Information:

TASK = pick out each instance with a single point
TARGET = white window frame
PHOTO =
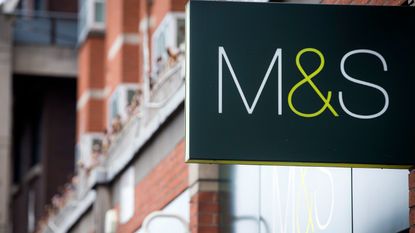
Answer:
(168, 23)
(121, 96)
(85, 146)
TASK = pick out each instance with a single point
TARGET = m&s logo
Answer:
(307, 79)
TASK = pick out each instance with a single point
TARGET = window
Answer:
(168, 36)
(119, 101)
(127, 195)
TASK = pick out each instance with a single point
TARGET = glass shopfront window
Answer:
(267, 199)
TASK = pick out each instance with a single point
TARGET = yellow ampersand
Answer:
(307, 79)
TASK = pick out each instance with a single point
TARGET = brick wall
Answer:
(161, 186)
(412, 174)
(365, 2)
(91, 77)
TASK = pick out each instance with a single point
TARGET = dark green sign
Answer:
(293, 84)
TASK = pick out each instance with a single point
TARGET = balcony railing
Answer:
(45, 28)
(166, 95)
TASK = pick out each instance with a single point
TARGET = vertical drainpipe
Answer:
(146, 52)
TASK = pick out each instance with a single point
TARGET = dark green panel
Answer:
(251, 33)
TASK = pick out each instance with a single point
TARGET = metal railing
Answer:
(45, 28)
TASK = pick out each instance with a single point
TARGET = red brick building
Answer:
(130, 133)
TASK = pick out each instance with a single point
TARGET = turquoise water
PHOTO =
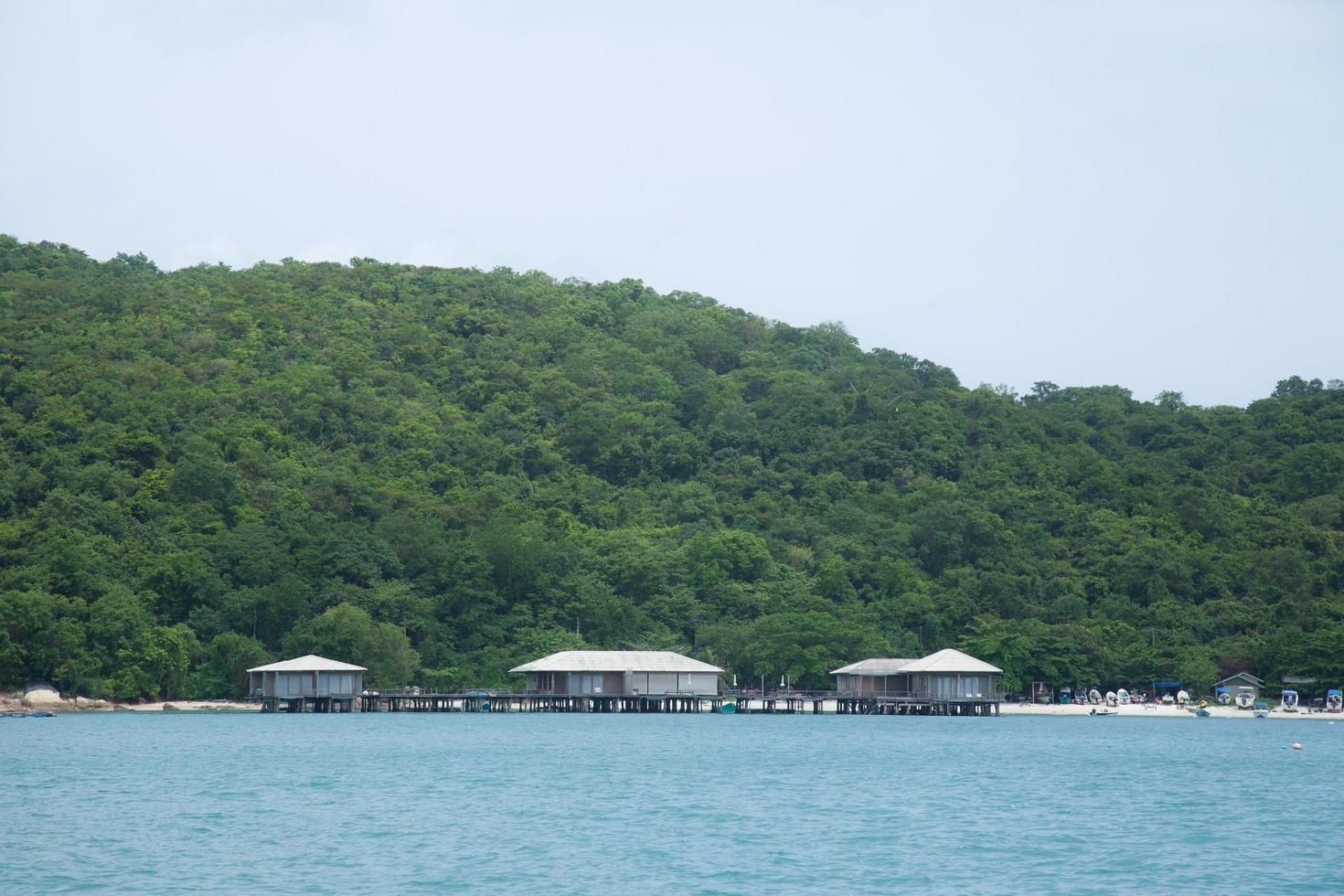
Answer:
(549, 804)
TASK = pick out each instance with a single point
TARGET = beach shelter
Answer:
(1164, 689)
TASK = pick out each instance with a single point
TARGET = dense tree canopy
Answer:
(440, 473)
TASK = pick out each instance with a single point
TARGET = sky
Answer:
(1137, 194)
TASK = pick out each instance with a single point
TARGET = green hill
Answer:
(441, 473)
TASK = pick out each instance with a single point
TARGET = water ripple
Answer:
(688, 804)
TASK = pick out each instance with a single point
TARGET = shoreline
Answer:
(43, 700)
(1153, 710)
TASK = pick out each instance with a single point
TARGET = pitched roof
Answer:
(949, 660)
(874, 667)
(615, 661)
(309, 664)
(1244, 676)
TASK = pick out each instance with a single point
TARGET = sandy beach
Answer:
(48, 700)
(1163, 710)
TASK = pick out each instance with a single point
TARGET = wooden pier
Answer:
(671, 703)
(847, 706)
(537, 703)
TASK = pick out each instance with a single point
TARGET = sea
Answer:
(134, 802)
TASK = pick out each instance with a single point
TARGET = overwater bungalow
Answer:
(306, 684)
(945, 680)
(620, 673)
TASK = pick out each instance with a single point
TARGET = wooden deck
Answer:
(502, 701)
(745, 704)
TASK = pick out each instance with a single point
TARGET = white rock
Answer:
(42, 695)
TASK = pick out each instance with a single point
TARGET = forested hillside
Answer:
(440, 473)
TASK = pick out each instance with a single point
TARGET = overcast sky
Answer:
(1148, 195)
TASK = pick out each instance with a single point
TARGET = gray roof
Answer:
(1244, 676)
(949, 660)
(615, 661)
(309, 664)
(874, 667)
(946, 660)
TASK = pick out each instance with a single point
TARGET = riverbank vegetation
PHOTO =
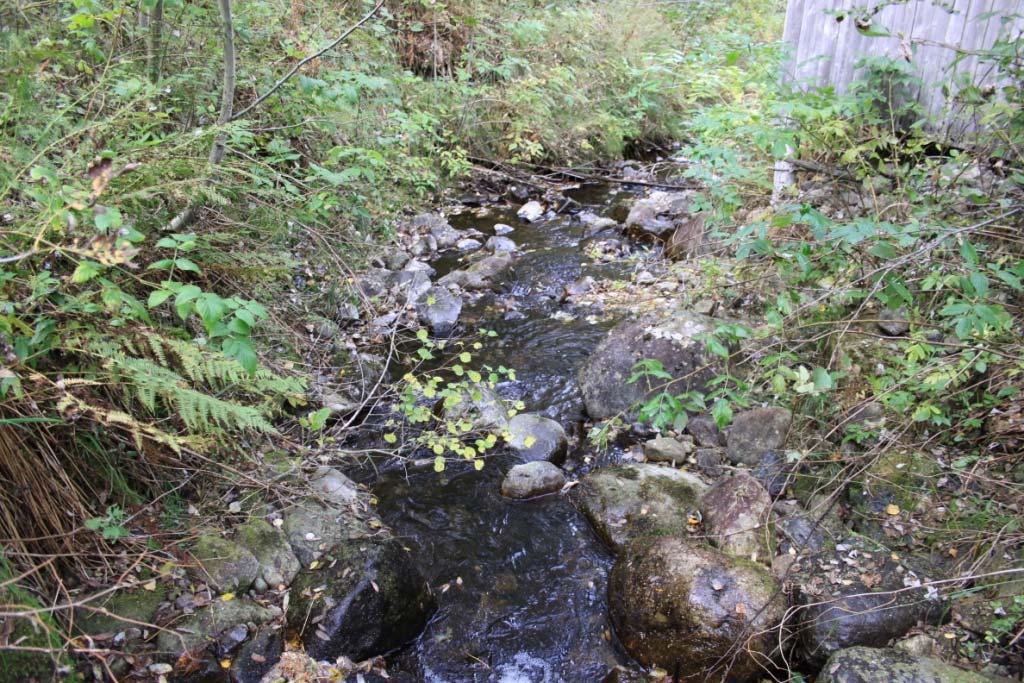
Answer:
(183, 208)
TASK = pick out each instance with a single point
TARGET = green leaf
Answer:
(158, 297)
(85, 271)
(243, 351)
(722, 413)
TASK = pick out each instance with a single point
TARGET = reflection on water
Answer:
(520, 585)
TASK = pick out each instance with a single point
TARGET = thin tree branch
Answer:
(259, 100)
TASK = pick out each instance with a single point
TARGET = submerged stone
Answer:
(367, 599)
(636, 501)
(695, 611)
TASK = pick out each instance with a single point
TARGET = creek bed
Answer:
(525, 596)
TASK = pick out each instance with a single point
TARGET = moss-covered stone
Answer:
(694, 610)
(224, 564)
(867, 665)
(636, 501)
(278, 564)
(367, 599)
(194, 632)
(121, 609)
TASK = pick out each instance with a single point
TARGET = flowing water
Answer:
(520, 585)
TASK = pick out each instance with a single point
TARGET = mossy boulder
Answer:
(635, 501)
(312, 528)
(212, 625)
(116, 611)
(22, 666)
(536, 437)
(694, 610)
(278, 563)
(224, 564)
(736, 512)
(753, 433)
(367, 599)
(675, 339)
(868, 665)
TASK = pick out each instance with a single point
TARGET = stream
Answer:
(520, 586)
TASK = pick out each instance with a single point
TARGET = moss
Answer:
(24, 667)
(137, 605)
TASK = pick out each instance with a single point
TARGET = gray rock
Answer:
(668, 450)
(334, 487)
(500, 244)
(636, 501)
(225, 565)
(694, 610)
(276, 561)
(312, 528)
(705, 431)
(486, 412)
(530, 211)
(735, 514)
(468, 244)
(409, 285)
(856, 594)
(257, 656)
(656, 214)
(894, 323)
(676, 339)
(755, 432)
(710, 461)
(395, 259)
(531, 479)
(416, 265)
(346, 313)
(594, 224)
(118, 611)
(536, 437)
(194, 633)
(367, 599)
(773, 472)
(438, 309)
(580, 287)
(645, 278)
(869, 665)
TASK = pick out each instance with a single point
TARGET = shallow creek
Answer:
(525, 582)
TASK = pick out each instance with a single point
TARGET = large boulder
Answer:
(735, 514)
(635, 501)
(531, 479)
(224, 564)
(366, 599)
(668, 450)
(860, 593)
(675, 339)
(657, 214)
(868, 665)
(694, 610)
(438, 309)
(537, 437)
(755, 432)
(213, 623)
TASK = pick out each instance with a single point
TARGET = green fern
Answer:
(173, 377)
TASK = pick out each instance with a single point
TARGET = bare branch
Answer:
(259, 100)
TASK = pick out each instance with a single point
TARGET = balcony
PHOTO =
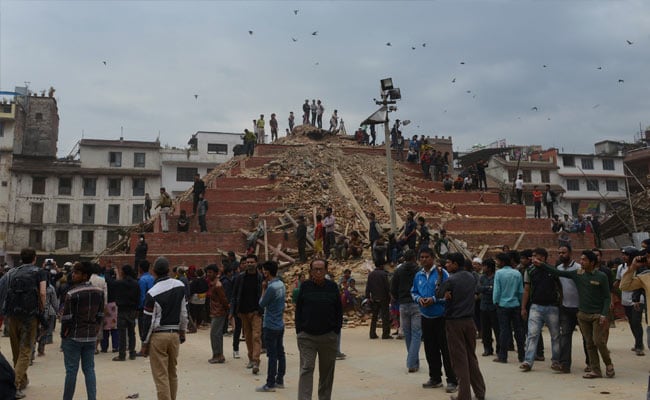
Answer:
(7, 111)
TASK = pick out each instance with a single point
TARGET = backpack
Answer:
(22, 294)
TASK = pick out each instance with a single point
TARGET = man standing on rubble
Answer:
(328, 223)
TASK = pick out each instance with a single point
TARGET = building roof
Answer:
(119, 143)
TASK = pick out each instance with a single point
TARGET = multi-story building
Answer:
(74, 206)
(206, 150)
(585, 183)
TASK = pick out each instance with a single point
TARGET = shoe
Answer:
(431, 384)
(451, 388)
(264, 388)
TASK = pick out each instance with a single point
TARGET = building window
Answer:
(185, 174)
(611, 185)
(63, 213)
(115, 187)
(113, 214)
(65, 186)
(90, 186)
(608, 164)
(592, 185)
(138, 213)
(87, 239)
(568, 161)
(38, 185)
(138, 186)
(572, 184)
(546, 176)
(138, 160)
(37, 213)
(60, 239)
(112, 237)
(88, 216)
(115, 159)
(215, 148)
(36, 239)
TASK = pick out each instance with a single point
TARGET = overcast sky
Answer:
(160, 54)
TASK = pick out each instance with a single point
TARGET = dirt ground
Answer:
(374, 369)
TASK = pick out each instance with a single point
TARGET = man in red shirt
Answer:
(537, 201)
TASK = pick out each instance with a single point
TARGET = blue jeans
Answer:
(509, 320)
(275, 353)
(74, 351)
(537, 317)
(568, 322)
(411, 323)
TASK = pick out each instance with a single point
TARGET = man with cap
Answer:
(165, 320)
(631, 300)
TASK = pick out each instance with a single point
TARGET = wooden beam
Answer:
(347, 194)
(381, 198)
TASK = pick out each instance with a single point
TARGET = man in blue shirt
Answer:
(145, 282)
(273, 298)
(507, 293)
(432, 309)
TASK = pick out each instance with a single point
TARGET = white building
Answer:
(75, 207)
(206, 150)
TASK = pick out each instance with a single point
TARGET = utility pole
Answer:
(389, 95)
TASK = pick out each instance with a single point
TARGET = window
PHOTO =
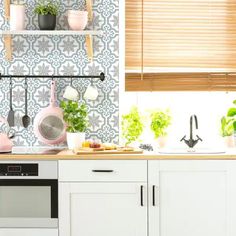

The task: Only lines that include "railing" belong in the answer; return them from the entries above.

Expected output:
TARGET = balcony railing
TARGET = metal railing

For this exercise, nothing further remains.